They have three years of past information about the sitting president, so they can better predict what will happen if the incumbent is reelected. That makes it difficult for the president to mislead the electorate. Voters also want a future that is prosperous. Not only should the economy look good, but citizens want to know they will do well in that economy.[14]
For this reason, daily public approval polls sometimes act as both a referendum of the president and a predictor of success.
PUBLIC OPINION AND GOVERNMENT
The relationship between public opinion polls and government action is murkier than that between polls and elections. Like the news media and campaign staffers, members of the three branches of government are aware of public opinion. But do politicians use public opinion polls to guide their decisions and actions?
The short answer is “sometimes.” The public is not perfectly informed about politics, so politicians realize public opinion may not always be the right choice. Yet many political studies, from the American Voter in the 1920s to the American Voter Revisited in the 2000s, have found that voters behave rationally despite having limited information. Individual citizens do not take the time to become fully informed about all aspects of politics, yet their collective behavior and the opinions they hold as a group make sense. They appear to be informed just enough, using preferences like their political ideology and party membership, to make decisions and hold politicians accountable during an election year.

§ **Supplied data**:
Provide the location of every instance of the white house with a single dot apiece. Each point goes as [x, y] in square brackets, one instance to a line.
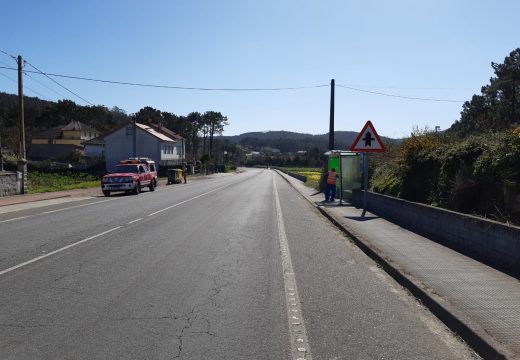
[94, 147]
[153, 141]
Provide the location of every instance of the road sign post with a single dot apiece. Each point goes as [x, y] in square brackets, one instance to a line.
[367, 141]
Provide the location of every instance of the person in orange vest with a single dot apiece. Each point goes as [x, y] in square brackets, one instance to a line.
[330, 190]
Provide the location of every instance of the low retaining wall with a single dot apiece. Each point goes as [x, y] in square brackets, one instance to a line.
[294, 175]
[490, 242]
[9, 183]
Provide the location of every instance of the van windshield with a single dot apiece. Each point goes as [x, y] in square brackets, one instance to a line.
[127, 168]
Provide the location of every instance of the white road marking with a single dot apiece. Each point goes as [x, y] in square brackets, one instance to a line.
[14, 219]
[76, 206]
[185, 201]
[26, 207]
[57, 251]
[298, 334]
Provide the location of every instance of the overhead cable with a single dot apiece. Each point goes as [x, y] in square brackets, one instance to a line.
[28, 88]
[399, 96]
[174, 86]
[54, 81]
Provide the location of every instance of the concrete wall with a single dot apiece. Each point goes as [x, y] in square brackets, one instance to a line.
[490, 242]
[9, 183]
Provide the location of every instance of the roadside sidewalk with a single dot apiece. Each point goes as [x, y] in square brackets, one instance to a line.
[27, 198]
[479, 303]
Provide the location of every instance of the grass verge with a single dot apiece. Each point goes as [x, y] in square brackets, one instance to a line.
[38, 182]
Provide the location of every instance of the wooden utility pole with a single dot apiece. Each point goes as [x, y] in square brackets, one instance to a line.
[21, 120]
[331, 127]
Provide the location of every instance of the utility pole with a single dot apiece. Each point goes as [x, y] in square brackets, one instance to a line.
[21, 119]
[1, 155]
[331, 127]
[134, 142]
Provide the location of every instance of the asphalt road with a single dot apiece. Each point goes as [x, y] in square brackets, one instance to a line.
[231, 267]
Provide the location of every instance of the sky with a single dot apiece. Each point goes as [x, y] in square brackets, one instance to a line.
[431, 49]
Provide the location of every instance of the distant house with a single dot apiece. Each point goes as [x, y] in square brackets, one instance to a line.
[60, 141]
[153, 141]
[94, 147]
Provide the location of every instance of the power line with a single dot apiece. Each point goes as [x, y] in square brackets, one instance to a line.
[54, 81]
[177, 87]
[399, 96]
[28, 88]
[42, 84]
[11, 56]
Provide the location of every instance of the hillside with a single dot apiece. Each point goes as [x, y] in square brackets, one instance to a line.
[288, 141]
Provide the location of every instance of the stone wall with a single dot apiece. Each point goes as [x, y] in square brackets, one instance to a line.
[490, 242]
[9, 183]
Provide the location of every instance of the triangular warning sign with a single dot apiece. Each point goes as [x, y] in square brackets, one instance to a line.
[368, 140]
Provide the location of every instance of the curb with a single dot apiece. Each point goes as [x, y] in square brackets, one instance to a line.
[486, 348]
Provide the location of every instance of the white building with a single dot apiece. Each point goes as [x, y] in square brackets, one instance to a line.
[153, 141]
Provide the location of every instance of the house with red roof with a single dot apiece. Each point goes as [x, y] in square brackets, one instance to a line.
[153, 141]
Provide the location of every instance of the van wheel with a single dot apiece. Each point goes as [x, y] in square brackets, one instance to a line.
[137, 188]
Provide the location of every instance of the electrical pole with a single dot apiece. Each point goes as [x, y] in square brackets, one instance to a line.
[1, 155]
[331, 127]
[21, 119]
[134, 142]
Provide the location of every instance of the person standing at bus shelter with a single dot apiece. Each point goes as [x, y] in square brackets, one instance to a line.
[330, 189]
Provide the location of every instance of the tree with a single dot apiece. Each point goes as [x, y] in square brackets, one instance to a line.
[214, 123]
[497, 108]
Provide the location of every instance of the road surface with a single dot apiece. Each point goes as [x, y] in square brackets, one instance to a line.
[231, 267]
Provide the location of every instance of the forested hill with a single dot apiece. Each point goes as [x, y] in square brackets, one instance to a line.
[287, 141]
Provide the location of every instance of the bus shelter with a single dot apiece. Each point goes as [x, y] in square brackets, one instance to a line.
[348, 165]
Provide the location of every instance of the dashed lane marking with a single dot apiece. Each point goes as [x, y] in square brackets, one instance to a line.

* * *

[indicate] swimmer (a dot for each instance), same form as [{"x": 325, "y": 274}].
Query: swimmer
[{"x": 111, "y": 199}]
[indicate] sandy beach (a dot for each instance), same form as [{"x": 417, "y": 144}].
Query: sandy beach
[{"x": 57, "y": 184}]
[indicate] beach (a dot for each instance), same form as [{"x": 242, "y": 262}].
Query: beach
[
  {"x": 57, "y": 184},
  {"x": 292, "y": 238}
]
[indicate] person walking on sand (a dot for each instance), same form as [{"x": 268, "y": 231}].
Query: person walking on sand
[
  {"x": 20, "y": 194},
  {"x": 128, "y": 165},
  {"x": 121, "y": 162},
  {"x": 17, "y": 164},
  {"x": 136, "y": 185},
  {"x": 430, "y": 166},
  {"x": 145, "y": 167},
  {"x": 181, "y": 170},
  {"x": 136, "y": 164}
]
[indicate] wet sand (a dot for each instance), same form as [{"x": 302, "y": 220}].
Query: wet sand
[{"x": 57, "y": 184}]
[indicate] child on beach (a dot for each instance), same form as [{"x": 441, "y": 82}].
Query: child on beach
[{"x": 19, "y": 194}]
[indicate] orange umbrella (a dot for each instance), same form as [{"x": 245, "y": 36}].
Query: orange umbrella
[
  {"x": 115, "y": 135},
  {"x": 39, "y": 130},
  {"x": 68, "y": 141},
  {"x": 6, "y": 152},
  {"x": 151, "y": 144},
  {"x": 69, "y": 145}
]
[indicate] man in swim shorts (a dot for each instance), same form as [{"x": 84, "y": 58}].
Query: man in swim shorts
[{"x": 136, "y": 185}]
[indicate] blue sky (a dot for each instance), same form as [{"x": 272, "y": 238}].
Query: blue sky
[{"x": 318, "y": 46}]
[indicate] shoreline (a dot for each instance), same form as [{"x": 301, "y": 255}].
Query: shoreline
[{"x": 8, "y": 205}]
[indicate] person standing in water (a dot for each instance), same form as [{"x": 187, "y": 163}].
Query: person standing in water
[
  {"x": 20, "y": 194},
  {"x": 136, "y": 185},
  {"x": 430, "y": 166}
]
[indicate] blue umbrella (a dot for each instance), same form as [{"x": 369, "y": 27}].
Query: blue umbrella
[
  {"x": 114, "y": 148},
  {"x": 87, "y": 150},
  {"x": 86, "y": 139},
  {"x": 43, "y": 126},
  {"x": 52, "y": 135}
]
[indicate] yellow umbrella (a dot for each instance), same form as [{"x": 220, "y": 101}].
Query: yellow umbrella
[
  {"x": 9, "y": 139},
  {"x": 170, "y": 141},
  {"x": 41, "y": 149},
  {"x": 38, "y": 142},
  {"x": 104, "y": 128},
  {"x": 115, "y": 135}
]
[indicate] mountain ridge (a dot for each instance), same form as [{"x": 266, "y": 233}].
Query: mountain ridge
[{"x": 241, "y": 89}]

§ **What is being asked**:
Answer these questions from the text on public opinion and government.
1. How many years of past information do voters have about the sitting president?
2. What is the short answer to whether politicians use public opinion polls to guide their decisions and actions?
3. Which two preferences do citizens use to make decisions and hold politicians accountable?

§ **The answer**:
1. Three years.
2. "Sometimes."
3. Political ideology and party membership.